-- start Excerpted records --

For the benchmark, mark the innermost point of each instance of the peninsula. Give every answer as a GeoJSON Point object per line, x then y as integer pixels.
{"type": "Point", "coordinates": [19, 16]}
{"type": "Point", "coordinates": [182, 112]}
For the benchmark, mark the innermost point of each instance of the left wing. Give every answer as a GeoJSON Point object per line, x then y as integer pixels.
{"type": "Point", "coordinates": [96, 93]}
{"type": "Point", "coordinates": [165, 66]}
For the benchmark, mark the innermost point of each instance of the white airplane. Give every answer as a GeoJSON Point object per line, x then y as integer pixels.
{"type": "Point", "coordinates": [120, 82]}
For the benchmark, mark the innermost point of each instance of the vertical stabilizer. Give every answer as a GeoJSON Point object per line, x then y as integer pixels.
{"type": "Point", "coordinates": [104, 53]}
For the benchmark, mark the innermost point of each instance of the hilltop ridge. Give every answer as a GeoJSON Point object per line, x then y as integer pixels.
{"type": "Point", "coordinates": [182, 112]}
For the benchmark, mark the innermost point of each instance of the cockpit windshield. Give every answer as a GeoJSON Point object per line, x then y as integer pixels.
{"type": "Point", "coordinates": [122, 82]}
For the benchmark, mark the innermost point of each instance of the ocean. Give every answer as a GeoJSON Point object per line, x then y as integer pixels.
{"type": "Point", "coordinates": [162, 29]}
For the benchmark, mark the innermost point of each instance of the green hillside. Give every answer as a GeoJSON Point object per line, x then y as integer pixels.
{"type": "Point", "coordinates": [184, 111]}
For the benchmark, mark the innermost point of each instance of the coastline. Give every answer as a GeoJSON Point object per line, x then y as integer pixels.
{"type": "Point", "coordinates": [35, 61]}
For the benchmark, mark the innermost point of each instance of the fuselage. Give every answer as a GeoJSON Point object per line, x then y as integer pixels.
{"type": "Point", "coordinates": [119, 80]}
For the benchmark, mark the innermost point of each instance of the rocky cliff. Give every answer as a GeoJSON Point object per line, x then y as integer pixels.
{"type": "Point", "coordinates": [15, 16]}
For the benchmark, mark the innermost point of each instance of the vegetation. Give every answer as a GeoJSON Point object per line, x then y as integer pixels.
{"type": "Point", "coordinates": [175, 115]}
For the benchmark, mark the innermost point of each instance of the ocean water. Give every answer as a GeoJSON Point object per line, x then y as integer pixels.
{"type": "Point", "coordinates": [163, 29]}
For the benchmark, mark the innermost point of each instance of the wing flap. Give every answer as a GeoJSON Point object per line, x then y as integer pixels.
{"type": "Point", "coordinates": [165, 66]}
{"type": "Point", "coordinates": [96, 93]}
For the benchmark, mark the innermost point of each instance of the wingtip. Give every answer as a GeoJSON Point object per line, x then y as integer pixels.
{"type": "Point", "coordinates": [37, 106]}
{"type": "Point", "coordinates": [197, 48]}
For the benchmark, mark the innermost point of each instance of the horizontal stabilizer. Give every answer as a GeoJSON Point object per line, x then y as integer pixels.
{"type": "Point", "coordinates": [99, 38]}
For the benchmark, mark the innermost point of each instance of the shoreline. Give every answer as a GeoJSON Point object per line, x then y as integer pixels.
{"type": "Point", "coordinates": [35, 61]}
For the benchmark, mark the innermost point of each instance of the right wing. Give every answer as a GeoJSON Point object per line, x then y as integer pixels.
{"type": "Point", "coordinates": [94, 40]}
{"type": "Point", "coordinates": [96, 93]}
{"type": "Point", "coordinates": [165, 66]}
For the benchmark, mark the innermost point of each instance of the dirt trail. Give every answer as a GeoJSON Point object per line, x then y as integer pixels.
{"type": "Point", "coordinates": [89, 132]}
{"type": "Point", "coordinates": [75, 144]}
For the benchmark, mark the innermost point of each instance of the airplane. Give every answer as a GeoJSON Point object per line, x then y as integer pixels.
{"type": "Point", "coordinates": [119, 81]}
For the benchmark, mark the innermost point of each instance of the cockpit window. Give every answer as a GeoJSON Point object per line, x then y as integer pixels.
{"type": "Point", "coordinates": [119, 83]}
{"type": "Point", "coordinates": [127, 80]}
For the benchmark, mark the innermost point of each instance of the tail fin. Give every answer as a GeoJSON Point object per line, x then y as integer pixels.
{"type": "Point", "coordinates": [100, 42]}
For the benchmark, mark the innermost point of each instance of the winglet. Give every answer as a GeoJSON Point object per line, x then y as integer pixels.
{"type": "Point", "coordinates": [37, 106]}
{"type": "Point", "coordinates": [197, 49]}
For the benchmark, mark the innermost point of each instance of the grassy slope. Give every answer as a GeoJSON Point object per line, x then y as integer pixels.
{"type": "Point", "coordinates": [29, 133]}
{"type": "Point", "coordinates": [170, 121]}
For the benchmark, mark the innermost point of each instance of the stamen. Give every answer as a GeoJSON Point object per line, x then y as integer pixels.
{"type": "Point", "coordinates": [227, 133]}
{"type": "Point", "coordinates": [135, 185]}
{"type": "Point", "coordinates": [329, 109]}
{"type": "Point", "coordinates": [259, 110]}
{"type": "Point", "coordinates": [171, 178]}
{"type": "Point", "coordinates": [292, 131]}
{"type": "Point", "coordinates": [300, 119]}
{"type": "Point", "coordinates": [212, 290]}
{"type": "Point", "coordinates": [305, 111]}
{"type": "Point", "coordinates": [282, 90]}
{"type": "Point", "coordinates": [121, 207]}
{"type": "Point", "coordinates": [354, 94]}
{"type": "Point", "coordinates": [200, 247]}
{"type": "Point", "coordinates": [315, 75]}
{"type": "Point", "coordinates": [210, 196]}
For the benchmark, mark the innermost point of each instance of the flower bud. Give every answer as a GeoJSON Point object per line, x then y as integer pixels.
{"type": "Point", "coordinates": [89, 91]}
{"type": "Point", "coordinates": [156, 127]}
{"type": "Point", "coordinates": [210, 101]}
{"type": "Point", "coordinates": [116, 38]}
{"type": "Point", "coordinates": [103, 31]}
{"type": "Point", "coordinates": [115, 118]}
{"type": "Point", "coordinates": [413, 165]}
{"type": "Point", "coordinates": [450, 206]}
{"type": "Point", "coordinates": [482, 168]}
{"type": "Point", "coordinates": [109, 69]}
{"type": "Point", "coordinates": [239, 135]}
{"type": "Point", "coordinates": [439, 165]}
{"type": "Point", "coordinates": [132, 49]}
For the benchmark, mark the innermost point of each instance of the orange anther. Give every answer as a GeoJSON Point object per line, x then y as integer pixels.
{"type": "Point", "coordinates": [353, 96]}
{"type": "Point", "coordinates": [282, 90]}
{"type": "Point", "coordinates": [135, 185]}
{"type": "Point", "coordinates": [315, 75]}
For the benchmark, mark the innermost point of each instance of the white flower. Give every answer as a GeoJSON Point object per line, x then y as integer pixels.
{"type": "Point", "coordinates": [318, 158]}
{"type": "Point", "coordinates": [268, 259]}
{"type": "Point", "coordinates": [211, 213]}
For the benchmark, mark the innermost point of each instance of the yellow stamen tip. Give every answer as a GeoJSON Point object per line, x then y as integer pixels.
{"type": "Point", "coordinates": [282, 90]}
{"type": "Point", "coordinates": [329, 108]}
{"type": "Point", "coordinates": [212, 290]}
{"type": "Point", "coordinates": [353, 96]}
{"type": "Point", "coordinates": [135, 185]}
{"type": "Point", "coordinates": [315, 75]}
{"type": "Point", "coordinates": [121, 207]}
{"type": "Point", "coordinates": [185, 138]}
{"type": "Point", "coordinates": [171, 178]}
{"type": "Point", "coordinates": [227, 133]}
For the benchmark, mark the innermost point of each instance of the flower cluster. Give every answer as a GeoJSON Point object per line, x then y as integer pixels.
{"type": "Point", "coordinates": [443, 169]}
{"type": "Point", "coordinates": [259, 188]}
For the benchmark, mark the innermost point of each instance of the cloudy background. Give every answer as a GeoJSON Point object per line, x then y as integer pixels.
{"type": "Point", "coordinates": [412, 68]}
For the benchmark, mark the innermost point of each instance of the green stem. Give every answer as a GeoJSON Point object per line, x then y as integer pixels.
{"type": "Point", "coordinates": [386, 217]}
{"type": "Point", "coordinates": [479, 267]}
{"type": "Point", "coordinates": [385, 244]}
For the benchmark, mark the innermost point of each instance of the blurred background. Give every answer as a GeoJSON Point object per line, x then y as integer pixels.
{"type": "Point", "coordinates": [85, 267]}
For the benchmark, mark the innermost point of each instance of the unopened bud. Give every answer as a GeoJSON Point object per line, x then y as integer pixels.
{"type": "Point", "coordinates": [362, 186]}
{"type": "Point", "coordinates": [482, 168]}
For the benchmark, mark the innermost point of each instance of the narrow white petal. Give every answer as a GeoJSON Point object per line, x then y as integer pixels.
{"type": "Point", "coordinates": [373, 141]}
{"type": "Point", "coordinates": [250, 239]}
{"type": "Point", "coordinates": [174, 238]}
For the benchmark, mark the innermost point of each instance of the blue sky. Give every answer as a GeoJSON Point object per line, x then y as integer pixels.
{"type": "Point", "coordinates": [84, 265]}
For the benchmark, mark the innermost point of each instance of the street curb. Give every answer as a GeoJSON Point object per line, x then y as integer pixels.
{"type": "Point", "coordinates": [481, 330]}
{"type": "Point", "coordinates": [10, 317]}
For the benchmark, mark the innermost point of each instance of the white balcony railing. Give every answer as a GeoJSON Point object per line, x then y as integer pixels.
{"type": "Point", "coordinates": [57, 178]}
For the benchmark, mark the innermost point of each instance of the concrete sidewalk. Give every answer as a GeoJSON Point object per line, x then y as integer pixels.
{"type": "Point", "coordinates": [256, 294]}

-- end Excerpted records --

## Task
Extract, exactly as they appear, the lines from the one containing "of the blue" through the final line.

## Completed exercise
For the benchmark, mark the innermost point of each instance of the blue sky. Give every answer as a GeoJSON Point object per line, x then y as integer pixels.
{"type": "Point", "coordinates": [84, 265]}
For the benchmark, mark the innermost point of each instance of the street curb. Give every answer as a GeoJSON Point object per line, x then y as integer pixels.
{"type": "Point", "coordinates": [481, 330]}
{"type": "Point", "coordinates": [10, 317]}
For the benchmark, mark the innermost point of each instance of the white balcony railing. Give every answer as a GeoJSON Point object per line, x then y as integer pixels.
{"type": "Point", "coordinates": [57, 178]}
For the benchmark, mark the innermost point of each instance of the concrete sidewalk. Give every answer as a GeoJSON Point object per line, x then y as integer pixels.
{"type": "Point", "coordinates": [256, 294]}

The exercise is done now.